Source >>
================================

David Simon of THE WIRE on African-American viewers, characters, directors and writers

The Wire is one of my favourite television shows ever, not only because so many episodes are directed by the superb Br. Ernest Dickerson, but because the writers have woven such a complex kente of American life, particularly the suffering that silenced people experience during the era of the so-called War on Drugs.

Below is an excerpt from Slate's interview with series creator, writer and producer David Simon, whose insights into the world he depicts come from years of work as a Baltimore Sun crime reporter, and a year's "ride-along" with the Homicide unit (which formed the basis for his nonfiction masterpiece Homicide and the excellent Tom Fontana TV series of the same name, for which Simon also eventually worked as a writer and producer).

"Slate: Some of our readers have been offering up what amounts to a racialist critique of white, middle-class writers presuming to tell black ghetto stories. And in Slate's "TV Club" on The Wire, Steve James and Alex Kotlowitz touch on a question that they have been asked (and asked themselves) over the years: Can a white person honestly and accurately capture black culture?

"Simon: Well, I have a couple answers to that. On one level, I'm becoming impatient, because I feel the work has answered the question. But let me answer. The people in that room on The Wire miss certain things because we're white. I'm sure we do. We miss certain things about black life—or not entirely; we miss the subtlety that a black writer of a commensurate skill could achieve. But it is possible that there are things we catch because we are who we are—we are not necessarily of the place, and this may allow for whatever distance is necessary to see some things.

"The other thing is that I didn't ask for this gig. I got hired out of University of Maryland by the Baltimore Sun to be a crime reporter in a city that was 65 percent African-Americans. If I didn't do my best to listen to those voices, to acquire some of those voices for my storytelling, I wouldn't have been doing my job. If I'd been a higher-education reporter, maybe I wouldn't have written The Wire. But I didn't ask for the job. They gave me that beat. I wasn't after these stories. (Likewise, Ed grew up in Baltimore and, after he came back from Vietnam, he became a patrolman, and they put him in the Western District.) If we tried to tell these stories, and they were not credible, and if the voices weren't sufficiently authentic, we'd have our heads handed to us—not only by social critics and literati, but by viewers, by regular folk.

================================

Raw data >>
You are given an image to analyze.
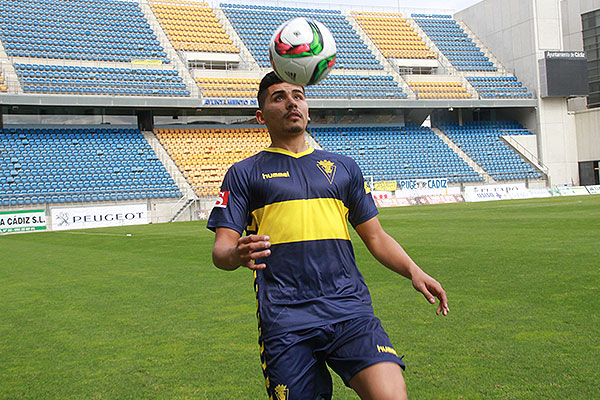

================================

Stated task >> Extend the post about David Simon and The Wire, picking up right after its last sentence.

Exercise response >>
"I don't know how popular The Wire is on the Upper West Side of New York or Westwood or Des Moines. But I know that in West Baltimore, Omar can't get to the set, because we have people going nuts. Or Stringer Bell or Prop Joe. The show has an allegiance in that community. That's its own answer—not that it's popular, but that it's credible. I was just on 92Q, the hip-hop station. The call came in with someone who said, why did you kill Stringer Bell when the real Stringer Bell is still alive? And I said, oh, you mean Mr. Reed? I explained that Reed was not the real Stringer, but that we mix and match stories. But there we were, talking intimately about the history of West Baltimore drug trade as if we were talking about baseball. If it was as lamely white and unnuanced as some people claim, we'd have been found out a long time ago.

"Having said all that, the show is very conscious of trying to bring in African-American writers. I tell agents in Hollywood, don't send me scripts unless they're by African-American writers. From the moment the show was conceived, I asked David Mills to produce it with me. I would have loved to have his voice in the show—not just because he's African-American but because he can write the hell out of it. A young writer named Joy Lusco did a few episodes. Kia Corthron, the African-American playwright (Breath, Boom), penned a fine episode for us this year. We've been trying to leaven the writers' room in that way. But it's a very hard show to write, as you can imagine. It's not as if all these scripts came in from agents, and we read them and think, 'Based on this spec script from NYPD Blue, I'm confident I'll get what we need.' You're looking for people who've worked on this level before, and when you find them, you beg them to help out.

"We have done better in having an African-American hand in some of our crew departments and in directing. Nobody has directed more episodes than Ernest Dickerson—he's Spike Lee's former cinematographer. We've also broken someone: Anthony Hemingway, AD, directed our first episode last year. And now we may not be able to get him back, he's got so much work.

"It's our hope—this is a little premature—to get Spike Lee for the first episode next year. He said he was interested last year, but we had some miscommunication. His agent said he wasn't available. We are very conscious of the race disparity. We look around the room and see, oh shit, we're a bunch of white guys! But you look at what Price and Pelecanos and Lehane and Burns have done. … We're not trying to exclude in any sense, and it's not a good-old-boy network, because some of these people never met before this show."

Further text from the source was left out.